▶ [연습 과제]:
아래 자료에서 "gear"라는 단어가 들어 있는 줄을 모두 추출하여 원래 모습 그대로 옮겨 적으시오.

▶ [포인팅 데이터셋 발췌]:
┌──
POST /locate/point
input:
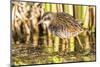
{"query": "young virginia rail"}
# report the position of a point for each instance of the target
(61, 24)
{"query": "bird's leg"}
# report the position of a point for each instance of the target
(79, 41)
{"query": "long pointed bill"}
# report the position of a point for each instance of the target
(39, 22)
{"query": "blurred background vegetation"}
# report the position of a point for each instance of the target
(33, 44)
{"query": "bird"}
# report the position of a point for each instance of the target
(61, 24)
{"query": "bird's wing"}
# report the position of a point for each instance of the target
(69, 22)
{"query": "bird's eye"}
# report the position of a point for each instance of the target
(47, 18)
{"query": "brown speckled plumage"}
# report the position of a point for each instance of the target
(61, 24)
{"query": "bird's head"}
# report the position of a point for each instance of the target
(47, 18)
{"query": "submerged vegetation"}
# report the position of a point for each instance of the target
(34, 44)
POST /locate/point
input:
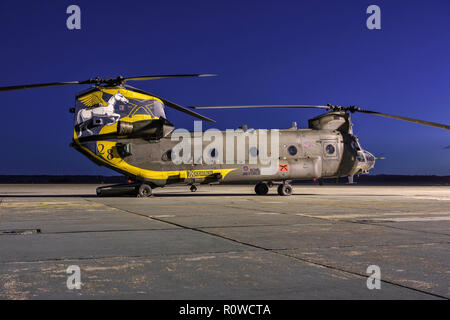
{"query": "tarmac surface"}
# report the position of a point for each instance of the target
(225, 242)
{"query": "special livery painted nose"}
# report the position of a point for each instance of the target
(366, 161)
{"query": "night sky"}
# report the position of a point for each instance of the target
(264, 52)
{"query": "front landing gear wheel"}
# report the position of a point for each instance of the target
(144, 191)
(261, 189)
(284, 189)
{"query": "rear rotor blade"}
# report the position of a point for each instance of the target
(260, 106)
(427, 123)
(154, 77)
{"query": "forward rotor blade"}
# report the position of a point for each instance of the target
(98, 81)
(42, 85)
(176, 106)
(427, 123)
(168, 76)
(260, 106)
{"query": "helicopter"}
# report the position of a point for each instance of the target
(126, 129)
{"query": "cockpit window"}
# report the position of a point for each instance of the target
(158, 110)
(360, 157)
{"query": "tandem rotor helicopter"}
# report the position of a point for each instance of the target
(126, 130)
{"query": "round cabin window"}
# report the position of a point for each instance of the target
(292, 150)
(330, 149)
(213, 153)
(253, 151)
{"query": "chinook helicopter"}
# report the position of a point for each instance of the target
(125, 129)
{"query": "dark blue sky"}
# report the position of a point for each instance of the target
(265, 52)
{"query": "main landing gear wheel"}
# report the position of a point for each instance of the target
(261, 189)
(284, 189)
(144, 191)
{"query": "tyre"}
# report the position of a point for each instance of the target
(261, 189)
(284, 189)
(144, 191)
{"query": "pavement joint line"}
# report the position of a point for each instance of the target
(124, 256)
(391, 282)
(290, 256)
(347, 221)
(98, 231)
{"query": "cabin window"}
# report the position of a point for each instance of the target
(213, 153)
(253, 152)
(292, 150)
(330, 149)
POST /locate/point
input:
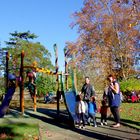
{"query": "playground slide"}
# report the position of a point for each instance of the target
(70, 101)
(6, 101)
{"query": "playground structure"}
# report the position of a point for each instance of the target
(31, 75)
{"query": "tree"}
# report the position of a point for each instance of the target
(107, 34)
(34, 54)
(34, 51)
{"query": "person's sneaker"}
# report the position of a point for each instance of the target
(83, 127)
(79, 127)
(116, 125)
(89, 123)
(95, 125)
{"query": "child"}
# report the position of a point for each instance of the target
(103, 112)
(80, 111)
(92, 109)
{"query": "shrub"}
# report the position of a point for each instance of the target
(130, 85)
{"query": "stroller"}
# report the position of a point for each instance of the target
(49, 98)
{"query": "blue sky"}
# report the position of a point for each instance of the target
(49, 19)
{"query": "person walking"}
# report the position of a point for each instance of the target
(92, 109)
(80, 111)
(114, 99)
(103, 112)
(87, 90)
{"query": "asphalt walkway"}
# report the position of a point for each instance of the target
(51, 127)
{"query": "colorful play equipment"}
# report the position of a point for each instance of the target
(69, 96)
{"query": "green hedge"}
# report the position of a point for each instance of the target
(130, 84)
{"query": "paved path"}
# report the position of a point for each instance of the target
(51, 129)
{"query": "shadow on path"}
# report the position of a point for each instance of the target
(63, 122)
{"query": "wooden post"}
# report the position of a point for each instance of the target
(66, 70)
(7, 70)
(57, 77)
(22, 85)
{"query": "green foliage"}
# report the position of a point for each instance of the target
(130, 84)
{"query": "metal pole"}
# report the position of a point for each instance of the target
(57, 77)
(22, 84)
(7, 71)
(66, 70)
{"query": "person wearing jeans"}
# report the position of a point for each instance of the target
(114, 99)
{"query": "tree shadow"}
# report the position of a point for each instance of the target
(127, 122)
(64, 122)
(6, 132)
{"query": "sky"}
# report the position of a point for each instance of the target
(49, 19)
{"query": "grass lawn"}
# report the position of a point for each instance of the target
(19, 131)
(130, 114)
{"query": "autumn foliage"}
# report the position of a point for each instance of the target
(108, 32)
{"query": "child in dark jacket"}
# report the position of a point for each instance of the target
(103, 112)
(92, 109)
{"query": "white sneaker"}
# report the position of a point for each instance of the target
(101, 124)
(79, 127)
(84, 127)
└──
▶ [과제 정답]:
{"query": "front landing gear wheel"}
{"query": "main landing gear wheel"}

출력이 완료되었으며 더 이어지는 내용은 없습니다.